▶ PROBLEM STATEMENT:
Filter the records for lines holding the string "front".

▶ DATA SUPPLIED:
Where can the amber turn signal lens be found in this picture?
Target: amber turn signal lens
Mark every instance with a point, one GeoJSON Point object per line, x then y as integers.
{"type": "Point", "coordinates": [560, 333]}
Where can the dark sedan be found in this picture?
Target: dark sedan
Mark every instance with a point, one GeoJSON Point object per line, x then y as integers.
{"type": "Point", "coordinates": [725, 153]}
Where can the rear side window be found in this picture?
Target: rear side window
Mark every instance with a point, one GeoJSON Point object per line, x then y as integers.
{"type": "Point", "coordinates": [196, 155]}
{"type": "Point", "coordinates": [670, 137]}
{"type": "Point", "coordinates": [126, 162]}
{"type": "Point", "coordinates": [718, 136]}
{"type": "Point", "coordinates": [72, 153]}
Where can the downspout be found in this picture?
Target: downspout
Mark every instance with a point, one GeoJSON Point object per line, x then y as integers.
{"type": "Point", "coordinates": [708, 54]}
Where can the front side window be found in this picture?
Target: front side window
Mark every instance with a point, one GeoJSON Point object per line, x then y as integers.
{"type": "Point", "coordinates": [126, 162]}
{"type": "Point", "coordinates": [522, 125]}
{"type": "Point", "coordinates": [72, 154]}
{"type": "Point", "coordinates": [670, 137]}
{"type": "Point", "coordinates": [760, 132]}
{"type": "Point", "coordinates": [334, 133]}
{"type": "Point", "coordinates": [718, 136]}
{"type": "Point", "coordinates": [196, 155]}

▶ YOUR RESPONSE:
Where can the front side window be found in this picture?
Target: front side window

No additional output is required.